WHAT THE EXERCISE ASKS – Copy every line from the one containing "Could you please point out the hedgehog eye" through the end of the items below, requests included, and offset each coordinate in the answers by adding 106 to it.

* Start INFORMATION GIVEN *

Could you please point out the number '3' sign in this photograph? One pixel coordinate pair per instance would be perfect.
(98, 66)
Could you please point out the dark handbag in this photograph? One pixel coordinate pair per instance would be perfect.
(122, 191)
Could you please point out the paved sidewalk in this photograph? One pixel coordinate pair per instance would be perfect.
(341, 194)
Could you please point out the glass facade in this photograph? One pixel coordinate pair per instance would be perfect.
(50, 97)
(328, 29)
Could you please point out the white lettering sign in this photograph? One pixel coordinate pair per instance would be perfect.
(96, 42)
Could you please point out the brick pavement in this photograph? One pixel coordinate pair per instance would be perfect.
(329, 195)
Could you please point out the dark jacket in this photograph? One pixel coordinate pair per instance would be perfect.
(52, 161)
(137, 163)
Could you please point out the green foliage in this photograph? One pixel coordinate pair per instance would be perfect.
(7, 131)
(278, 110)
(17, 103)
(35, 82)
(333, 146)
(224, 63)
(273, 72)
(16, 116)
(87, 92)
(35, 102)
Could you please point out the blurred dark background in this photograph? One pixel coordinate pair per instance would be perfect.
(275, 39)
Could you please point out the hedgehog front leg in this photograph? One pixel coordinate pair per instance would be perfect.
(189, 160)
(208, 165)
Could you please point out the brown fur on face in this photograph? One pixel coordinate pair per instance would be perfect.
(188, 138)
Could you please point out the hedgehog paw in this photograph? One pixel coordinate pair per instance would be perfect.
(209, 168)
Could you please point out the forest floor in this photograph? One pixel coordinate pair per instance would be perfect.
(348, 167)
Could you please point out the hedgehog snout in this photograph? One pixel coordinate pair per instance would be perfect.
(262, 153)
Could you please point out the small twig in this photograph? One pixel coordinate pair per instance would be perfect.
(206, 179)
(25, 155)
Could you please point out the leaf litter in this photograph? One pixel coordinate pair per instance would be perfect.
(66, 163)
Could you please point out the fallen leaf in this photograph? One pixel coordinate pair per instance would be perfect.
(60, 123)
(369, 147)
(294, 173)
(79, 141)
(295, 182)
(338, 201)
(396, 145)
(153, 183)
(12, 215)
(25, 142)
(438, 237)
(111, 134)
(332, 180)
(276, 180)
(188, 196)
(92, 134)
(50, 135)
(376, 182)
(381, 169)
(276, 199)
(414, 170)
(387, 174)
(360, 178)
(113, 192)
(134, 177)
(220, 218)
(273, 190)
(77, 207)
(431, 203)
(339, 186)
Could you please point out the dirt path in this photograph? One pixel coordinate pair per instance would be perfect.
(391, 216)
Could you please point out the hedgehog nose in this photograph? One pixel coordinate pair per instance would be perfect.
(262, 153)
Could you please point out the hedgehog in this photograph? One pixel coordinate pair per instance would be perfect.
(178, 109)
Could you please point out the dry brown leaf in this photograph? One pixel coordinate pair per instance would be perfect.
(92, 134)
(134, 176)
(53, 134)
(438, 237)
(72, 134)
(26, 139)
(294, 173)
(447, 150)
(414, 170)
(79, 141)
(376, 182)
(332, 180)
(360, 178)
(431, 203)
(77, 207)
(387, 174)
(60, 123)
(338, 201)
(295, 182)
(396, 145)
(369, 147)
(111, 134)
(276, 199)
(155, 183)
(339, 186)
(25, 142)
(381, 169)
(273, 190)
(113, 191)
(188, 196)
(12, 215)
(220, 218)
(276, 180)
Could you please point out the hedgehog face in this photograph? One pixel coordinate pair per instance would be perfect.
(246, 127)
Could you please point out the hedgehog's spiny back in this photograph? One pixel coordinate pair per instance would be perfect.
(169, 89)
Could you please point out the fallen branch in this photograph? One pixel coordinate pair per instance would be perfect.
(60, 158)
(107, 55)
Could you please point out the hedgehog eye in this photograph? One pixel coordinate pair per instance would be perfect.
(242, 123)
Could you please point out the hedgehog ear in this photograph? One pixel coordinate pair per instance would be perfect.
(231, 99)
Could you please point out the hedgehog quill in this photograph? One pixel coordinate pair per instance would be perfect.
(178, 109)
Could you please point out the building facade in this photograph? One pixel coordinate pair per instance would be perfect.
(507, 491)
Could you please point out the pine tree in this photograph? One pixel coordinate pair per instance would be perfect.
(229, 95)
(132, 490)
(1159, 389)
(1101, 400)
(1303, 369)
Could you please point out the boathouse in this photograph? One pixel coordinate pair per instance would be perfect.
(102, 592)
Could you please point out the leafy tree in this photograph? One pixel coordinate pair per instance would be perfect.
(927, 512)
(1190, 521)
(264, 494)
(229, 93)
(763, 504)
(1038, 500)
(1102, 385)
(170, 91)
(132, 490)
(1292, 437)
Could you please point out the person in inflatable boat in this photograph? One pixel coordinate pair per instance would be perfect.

* End INFORMATION GIVEN *

SOLUTION –
Could you please point out the hedgehog eye in this photograph? One pixel coordinate pair per instance would be perfect.
(348, 229)
Could you please point out the hedgehog ear in this photograph? One pixel coordinate pair per instance would be perfect.
(337, 205)
Could you please point out the hedgehog quill in this photograph? One pixel coordinate pair per instance would be perfect.
(284, 215)
Could you please point out the building facade in this photograph? One pixel coordinate pair per instance would be perfect.
(613, 597)
Could you please point out the pine tree in this photograph? One pixel coordinate pair per instance would be perfect.
(335, 201)
(238, 596)
(1265, 495)
(1207, 506)
(1409, 475)
Could you please point out the boathouse in this photograph? One pixel coordinate pair per instance would be perfect.
(208, 698)
Could you please point out the leafy tree in this photograph? One pixel coordinate pair per instance would be perfect.
(1033, 618)
(1296, 627)
(370, 600)
(335, 199)
(869, 610)
(1144, 606)
(1208, 491)
(276, 197)
(238, 596)
(1398, 543)
Could you please point out the person in inflatable boat in this photograph? One pixel coordinate pair per instance would be perfect.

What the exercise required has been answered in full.